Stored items
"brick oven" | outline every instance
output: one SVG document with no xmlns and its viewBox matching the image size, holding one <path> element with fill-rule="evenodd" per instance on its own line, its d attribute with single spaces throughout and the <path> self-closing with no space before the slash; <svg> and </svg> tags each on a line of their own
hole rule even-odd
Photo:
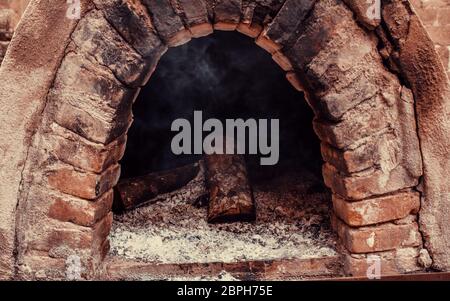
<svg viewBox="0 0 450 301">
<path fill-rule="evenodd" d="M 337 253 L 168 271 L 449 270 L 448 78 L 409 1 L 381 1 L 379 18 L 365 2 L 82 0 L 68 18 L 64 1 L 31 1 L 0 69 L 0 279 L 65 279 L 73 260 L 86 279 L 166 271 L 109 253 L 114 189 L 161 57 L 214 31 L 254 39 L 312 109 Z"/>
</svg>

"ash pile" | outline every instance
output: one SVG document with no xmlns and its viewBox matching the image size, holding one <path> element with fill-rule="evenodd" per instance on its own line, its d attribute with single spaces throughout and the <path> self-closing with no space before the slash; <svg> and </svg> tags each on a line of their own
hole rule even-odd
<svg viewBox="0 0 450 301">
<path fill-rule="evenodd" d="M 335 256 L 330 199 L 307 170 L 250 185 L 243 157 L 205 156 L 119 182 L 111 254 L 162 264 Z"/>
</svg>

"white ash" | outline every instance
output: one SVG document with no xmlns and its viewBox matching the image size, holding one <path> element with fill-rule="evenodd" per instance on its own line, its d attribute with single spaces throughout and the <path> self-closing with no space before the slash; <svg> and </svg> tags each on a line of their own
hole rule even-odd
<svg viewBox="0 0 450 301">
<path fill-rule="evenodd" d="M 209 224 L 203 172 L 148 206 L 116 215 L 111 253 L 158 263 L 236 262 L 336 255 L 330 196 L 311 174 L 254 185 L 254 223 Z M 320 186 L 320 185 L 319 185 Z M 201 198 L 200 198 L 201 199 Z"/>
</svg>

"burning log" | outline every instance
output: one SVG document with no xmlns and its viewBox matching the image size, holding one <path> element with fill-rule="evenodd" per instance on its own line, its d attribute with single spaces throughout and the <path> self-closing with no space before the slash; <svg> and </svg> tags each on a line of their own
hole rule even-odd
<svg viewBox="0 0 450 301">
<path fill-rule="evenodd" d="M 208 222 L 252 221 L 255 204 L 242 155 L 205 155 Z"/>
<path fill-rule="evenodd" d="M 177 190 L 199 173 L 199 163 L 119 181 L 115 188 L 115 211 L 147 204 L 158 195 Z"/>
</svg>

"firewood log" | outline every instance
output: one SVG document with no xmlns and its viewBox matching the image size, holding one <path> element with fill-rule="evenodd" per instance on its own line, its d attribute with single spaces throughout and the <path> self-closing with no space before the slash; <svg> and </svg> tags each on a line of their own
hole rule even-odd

■ **EXERCISE BRIEF**: Copy every line where the word "outline" is present in the entries above.

■ **RESPONSE**:
"brick oven" | outline every instance
"ash pile" | outline every instance
"white ash" | outline every instance
"burning log" | outline every instance
"firewood log" | outline every instance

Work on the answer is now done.